**INPUT FOR THIS TASK**
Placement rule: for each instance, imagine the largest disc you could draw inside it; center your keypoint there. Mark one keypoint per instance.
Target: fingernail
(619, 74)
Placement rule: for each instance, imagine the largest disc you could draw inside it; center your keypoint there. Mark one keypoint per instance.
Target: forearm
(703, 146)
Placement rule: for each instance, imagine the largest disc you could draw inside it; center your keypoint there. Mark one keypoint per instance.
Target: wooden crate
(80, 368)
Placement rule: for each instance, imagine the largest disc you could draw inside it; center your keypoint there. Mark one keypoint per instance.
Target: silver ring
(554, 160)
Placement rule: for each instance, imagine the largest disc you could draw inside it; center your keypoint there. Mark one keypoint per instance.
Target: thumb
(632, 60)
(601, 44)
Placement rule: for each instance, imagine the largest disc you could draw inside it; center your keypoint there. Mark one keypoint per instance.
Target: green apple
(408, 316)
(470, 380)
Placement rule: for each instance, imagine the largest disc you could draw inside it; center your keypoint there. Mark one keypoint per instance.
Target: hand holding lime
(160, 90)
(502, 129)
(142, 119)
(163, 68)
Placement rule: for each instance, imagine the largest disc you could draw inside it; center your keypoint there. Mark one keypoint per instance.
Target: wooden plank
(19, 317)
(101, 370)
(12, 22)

**EXERCISE DIRECTIONS**
Every single record is to be set down again, unaltered.

**RESPONSE AREA**
Placement rule: for each instance, imagine the largest disc you could draw inside it; center your keypoint there. Mark one keypoint per instance.
Target: fingernail
(619, 74)
Placement rule: for each instance, imagine the largest disc you could draw inside it; center your keypoint there. Mark one keypoint per instance.
Target: forearm
(703, 146)
Placement rule: for each instance, imagine the largest disc you could draw inside it; center your keypoint there. Mark one keypoint per instance.
Target: wooden crate
(80, 368)
Placement rule: for each instance, imagine the largest disc you could draw inside it; center your keypoint there. Mark one keypoint per instance.
Target: silver ring
(554, 160)
Placement rule: for each instance, imagine the largest disc you could draw inside it; center your keypoint there. Mark one keypoint per instance.
Target: thumb
(632, 60)
(601, 44)
Placement rule: for each instance, imagine the largest disc you could draw inside it; center your keypoint there. Mark one keypoint per instance.
Target: green apple
(408, 316)
(470, 380)
Placement rule: for each instance, imagine the largest disc you could draw inside it; center your keypoint there. Mark one keypoint per instance.
Target: hand holding lime
(160, 90)
(502, 129)
(142, 119)
(163, 68)
Placement rule: for each instance, imagine the largest disc you could draw inside it; center your keypoint there. Mark one keypoint per instance.
Target: wooden plank
(19, 317)
(101, 370)
(12, 22)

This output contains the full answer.